Required actions>
**A.** Answer these questions from the Faith Healer review, one per line:
(i) What places do the names the characters repeat belong to?
(ii) Which actor plays Frank Hardy?
(iii) Who directs the production?
**B.** Please continue the Faith Healer review from its last sentence.

Given text>
The assonant, guttural names of old Welsh and Scottish villages — Aberarder, Aberayron, Llangranog, Llangurig, Abergorlech — return often to the mouths of the characters in Brian Friel's Faith Healer. The words are spoken in ritual fashion, serving now as incantation, now as balm or stimulant, now as a poison to be taken or purged. Frank Hardy (Tony Reilly), faith healer, chants them in the dark like a shaman or sorcerer as he opens Friel's richly written drama, in an excellent and affecting production by the American Irish Repertory Ensemble, under the direction of Daniel Burson.

Raw data>
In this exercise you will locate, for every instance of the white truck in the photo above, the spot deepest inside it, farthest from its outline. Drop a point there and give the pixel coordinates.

Answers in order>
**A.**
(i) Old Welsh and Scottish villages
(ii) Tony Reilly
(iii) Daniel Burson

**B.**
In speaking these town names, Frank, his romantic partner Grace (Susan Reilly), and his manager Teddy (Will Rhys) conjure memories of the ramshackle traveling faith-healer show that the three once brought to ill and disfigured audiences all over Wales, Scotland, and finally, fatefully, Ireland. But they don't share their memories; indeed, their accounts are often at odds, from the question of who chose the act's theme song (Fred Astaire crooning "The Way You Look Tonight" — so surreally inappropriate that it's rather perfect) to whether or not Grace could and did bear Frank a child. Instead, we hear from each character alone, in monologue, removed in time and space from each other and from the events themselves. They talk haltingly toward a tragedy that occurred in one Irish village, and as their stories contradict each other, align briefly and breathtakingly, and then diverge again, Friel's script explores these characters, their relationships, and how memory — itself a sort of faith healing — is intimately dependent upon belief.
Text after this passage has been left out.